***** Quoted passage

As Benedict Spinola had put his own money in safety, he has been slack in the dispatch of these other ships, although he was authorised to spend a thousand pounds sterling in the transit. He thought this was inadequate, and sent for authority to spend a larger amount; which authority, he said, he expected hourly, although I believe it has been nothing but a subterfuge. I am now sending to give an account of the matter to the Queen and shall ask for audience in conformity with her reply…. It is not for me to advise you but to follow your orders, but I do not like this way of beginning here, and it is my opinion that all English ships and merchandise should be at once seized in the States, and particularly in Antwerp, news of it being also sent swiftly to Spain as there are valuable English ships at Bilbao and Laredo.

**********
***** Stored records

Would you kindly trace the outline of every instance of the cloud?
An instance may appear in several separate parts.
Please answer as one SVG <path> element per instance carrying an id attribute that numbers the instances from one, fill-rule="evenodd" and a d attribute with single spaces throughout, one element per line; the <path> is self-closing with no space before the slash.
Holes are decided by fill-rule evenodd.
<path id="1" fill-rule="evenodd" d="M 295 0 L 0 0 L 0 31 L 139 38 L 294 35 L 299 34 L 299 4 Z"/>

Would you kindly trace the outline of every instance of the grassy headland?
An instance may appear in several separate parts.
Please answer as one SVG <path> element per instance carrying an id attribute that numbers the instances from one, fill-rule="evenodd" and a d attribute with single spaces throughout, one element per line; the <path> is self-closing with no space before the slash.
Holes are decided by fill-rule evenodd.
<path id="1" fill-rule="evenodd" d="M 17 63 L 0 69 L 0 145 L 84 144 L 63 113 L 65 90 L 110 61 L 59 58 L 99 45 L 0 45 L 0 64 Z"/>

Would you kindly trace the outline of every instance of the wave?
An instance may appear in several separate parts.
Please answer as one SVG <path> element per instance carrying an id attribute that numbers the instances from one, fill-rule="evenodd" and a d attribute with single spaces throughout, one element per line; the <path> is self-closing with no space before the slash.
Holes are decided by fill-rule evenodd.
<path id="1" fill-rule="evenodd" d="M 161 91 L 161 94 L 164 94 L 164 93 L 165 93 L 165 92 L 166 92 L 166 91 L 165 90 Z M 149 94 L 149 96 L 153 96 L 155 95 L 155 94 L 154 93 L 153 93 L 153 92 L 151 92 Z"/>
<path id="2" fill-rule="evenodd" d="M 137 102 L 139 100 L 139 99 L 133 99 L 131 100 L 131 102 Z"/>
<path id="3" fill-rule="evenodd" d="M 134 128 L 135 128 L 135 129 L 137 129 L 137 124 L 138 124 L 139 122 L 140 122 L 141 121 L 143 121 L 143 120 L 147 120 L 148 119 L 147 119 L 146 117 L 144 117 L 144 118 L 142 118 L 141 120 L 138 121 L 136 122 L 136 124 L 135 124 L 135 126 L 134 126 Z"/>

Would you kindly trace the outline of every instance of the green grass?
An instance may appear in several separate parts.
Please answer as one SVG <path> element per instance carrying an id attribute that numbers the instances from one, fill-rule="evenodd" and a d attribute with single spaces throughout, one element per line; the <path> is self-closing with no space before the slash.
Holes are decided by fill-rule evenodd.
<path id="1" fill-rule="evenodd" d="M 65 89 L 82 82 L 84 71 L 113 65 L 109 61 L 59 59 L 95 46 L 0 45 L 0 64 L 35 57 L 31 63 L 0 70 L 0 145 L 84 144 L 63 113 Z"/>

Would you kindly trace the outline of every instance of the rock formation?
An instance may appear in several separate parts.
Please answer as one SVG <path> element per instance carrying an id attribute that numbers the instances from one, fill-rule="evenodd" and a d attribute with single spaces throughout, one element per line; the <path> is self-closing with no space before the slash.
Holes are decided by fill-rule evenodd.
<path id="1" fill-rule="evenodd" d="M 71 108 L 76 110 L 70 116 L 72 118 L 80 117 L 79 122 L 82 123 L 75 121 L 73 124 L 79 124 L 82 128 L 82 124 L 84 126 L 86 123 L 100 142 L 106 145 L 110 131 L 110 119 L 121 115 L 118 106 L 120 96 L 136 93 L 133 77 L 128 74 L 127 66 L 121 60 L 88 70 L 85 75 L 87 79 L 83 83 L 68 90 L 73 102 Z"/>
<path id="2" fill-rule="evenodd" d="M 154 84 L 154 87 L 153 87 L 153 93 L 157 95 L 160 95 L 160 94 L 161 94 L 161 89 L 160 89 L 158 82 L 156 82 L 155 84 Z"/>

**********

Aim – From the letter about Benedict Spinola and the English ships, extract the stretch from "As Benedict Spinola" through "Bilbao and Laredo.", word for word. The records were taken from a separate source and have no connection to the letter.

Task solution –
As Benedict Spinola had put his own money in safety, he has been slack in the dispatch of these other ships, although he was authorised to spend a thousand pounds sterling in the transit. He thought this was inadequate, and sent for authority to spend a larger amount; which authority, he said, he expected hourly, although I believe it has been nothing but a subterfuge. I am now sending to give an account of the matter to the Queen and shall ask for audience in conformity with her reply…. It is not for me to advise you but to follow your orders, but I do not like this way of beginning here, and it is my opinion that all English ships and merchandise should be at once seized in the States, and particularly in Antwerp, news of it being also sent swiftly to Spain as there are valuable English ships at Bilbao and Laredo.